------ Records for this task

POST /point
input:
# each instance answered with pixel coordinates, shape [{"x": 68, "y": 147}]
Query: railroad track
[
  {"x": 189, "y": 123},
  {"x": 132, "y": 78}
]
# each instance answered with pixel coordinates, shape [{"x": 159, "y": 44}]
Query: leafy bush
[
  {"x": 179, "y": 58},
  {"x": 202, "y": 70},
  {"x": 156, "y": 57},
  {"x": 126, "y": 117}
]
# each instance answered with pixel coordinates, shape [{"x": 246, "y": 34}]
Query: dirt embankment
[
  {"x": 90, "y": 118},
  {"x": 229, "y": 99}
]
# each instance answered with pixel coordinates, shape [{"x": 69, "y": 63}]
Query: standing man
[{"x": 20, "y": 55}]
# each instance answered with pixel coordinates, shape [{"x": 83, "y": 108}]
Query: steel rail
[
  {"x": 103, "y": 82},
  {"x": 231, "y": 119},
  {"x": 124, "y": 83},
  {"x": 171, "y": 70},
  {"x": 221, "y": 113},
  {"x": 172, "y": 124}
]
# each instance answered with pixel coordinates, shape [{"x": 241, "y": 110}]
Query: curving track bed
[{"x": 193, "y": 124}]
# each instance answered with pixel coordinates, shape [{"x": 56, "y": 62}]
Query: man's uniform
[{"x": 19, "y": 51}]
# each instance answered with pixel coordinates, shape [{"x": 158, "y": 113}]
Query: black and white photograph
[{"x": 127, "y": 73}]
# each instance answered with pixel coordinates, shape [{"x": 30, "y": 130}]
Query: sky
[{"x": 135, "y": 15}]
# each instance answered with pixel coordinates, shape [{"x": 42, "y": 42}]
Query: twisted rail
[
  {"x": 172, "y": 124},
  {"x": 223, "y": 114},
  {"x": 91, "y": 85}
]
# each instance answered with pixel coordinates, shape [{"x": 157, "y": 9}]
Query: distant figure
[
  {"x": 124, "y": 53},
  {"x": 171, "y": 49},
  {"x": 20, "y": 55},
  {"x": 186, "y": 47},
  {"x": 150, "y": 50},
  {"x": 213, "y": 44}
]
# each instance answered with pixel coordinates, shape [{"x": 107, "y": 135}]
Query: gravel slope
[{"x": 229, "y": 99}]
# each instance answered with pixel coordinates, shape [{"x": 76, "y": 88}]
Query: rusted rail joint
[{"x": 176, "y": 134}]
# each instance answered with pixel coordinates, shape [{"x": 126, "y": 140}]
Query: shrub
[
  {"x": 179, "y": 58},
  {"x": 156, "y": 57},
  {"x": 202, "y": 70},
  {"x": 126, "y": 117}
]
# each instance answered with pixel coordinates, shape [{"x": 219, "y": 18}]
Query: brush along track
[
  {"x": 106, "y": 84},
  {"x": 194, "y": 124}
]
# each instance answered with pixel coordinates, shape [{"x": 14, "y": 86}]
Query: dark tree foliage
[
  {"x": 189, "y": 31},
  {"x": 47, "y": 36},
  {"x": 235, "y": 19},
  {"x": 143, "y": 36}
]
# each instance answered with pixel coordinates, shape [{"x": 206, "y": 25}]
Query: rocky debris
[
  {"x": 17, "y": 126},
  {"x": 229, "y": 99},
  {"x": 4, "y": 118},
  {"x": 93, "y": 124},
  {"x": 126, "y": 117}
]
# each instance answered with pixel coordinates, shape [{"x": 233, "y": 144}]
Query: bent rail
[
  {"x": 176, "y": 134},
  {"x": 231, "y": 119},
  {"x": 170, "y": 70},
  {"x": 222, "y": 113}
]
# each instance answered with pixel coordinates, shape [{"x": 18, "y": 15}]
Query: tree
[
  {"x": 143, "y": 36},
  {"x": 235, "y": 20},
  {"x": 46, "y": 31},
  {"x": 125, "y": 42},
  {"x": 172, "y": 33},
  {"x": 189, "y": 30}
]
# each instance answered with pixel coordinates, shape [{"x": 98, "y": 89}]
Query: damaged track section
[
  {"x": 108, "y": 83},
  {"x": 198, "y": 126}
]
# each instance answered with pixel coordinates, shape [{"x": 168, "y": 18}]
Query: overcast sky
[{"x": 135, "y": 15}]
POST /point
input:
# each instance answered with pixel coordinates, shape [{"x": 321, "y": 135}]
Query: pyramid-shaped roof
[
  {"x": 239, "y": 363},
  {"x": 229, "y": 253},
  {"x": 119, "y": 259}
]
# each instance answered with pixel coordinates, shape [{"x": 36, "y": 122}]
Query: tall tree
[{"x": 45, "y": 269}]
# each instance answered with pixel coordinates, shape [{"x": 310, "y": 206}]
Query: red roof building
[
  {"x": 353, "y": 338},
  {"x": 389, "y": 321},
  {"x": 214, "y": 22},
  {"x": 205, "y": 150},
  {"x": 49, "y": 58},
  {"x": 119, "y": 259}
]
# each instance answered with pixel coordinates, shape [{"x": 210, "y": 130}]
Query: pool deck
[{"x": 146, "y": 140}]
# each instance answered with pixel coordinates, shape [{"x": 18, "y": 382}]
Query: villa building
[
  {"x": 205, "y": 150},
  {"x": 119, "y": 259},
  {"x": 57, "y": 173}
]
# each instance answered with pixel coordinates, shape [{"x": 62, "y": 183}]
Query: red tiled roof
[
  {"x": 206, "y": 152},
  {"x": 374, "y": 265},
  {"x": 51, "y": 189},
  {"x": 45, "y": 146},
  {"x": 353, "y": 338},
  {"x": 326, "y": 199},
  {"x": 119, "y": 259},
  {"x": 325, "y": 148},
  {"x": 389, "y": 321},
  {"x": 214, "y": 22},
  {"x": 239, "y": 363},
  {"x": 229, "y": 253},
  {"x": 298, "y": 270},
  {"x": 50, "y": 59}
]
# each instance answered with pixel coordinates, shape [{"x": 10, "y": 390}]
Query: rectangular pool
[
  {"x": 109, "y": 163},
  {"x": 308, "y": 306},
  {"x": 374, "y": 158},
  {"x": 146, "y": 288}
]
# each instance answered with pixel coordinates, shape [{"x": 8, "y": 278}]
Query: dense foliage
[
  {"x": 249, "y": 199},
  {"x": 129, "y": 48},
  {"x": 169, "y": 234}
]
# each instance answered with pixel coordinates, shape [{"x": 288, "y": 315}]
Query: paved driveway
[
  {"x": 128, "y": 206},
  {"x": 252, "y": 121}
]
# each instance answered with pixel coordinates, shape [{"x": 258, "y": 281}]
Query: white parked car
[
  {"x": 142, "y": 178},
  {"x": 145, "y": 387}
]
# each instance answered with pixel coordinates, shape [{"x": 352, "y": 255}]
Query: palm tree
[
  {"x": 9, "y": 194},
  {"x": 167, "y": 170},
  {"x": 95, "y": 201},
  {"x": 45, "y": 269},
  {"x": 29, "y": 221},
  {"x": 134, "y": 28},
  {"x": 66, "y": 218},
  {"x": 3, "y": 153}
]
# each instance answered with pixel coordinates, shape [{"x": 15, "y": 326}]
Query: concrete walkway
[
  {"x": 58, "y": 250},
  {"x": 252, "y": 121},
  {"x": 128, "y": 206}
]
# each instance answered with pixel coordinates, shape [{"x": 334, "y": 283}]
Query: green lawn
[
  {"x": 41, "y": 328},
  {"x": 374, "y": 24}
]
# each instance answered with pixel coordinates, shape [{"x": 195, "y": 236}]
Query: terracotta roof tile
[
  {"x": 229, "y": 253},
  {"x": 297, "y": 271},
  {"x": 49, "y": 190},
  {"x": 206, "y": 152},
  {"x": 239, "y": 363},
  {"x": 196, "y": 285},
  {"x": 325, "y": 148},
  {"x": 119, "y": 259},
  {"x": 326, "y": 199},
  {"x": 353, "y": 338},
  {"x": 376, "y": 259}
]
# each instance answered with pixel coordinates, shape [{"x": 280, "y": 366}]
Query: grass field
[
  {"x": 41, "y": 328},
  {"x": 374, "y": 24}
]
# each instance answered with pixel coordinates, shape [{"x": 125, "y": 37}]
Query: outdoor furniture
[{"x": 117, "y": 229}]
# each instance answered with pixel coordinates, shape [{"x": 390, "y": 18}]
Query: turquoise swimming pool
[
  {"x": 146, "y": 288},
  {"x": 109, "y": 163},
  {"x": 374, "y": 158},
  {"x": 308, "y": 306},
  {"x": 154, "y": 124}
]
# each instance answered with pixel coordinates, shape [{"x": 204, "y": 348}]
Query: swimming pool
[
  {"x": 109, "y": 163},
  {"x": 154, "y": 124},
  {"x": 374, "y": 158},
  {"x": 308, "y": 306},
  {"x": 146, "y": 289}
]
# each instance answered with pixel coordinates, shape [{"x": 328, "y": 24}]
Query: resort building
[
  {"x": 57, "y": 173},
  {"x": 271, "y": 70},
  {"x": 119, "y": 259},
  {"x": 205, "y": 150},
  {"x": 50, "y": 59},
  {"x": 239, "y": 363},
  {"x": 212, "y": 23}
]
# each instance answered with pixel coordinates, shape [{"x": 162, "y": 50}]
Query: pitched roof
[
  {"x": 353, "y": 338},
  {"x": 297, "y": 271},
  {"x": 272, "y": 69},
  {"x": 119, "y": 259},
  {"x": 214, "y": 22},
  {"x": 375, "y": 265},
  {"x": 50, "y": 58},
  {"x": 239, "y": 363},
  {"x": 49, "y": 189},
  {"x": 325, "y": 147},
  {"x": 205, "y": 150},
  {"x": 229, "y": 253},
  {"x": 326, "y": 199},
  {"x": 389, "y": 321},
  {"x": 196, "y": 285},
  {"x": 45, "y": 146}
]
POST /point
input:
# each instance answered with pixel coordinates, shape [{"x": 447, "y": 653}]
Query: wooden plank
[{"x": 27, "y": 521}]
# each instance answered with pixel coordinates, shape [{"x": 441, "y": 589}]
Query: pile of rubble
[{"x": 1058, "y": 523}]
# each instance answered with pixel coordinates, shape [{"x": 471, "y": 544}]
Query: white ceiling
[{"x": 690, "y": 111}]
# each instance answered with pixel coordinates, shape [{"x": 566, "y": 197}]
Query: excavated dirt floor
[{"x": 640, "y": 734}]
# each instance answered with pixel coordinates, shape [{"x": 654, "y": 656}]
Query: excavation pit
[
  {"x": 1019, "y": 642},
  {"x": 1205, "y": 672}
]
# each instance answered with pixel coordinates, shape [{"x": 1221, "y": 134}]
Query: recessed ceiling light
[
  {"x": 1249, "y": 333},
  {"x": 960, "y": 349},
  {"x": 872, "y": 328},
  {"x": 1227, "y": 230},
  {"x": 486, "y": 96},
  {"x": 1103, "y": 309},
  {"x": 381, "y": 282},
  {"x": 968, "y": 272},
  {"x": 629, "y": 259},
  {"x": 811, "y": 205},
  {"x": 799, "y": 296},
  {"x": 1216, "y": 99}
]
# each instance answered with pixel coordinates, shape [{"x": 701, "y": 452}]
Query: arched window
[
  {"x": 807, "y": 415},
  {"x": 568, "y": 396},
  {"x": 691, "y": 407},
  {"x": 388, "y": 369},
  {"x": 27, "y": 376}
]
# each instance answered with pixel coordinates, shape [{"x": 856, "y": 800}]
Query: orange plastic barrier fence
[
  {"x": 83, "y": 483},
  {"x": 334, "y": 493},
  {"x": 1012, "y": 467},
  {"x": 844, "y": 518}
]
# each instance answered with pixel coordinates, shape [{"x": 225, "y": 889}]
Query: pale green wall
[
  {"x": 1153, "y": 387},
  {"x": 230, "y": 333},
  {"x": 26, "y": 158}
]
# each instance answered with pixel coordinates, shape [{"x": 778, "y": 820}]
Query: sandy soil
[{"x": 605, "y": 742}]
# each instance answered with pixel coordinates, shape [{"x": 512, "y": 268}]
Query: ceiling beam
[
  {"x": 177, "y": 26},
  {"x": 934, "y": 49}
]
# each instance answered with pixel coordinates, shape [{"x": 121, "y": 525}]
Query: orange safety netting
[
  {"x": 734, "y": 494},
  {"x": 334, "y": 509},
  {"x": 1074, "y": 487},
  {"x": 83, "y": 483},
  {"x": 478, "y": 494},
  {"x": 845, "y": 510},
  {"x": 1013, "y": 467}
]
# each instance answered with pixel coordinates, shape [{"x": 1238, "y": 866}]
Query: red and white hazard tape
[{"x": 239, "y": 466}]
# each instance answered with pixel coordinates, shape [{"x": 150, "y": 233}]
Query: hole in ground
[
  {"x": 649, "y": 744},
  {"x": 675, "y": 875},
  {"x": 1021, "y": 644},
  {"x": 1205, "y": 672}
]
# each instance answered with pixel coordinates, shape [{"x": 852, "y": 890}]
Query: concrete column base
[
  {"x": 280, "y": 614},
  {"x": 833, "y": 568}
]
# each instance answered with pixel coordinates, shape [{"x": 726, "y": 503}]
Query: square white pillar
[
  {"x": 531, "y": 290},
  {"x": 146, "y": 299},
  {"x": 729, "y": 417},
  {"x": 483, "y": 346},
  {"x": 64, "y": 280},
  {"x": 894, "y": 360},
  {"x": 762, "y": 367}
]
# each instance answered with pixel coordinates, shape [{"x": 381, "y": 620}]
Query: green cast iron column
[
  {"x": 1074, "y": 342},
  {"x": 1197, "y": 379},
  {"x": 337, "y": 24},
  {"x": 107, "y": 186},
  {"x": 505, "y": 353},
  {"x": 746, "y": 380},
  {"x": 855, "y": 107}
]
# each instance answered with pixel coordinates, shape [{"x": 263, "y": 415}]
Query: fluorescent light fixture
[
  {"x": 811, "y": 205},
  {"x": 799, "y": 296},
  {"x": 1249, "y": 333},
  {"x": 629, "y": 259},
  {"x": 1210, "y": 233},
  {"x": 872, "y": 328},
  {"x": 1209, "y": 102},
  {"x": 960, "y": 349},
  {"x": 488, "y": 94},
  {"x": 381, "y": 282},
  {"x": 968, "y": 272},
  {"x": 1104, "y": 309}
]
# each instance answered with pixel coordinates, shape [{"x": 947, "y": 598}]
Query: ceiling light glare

------------

▶ _Stated problem_: List each line of the records above that contains the word "building". Case counts.

▶ _Written solution_:
Query: red roof building
Query: villa building
Query: resort building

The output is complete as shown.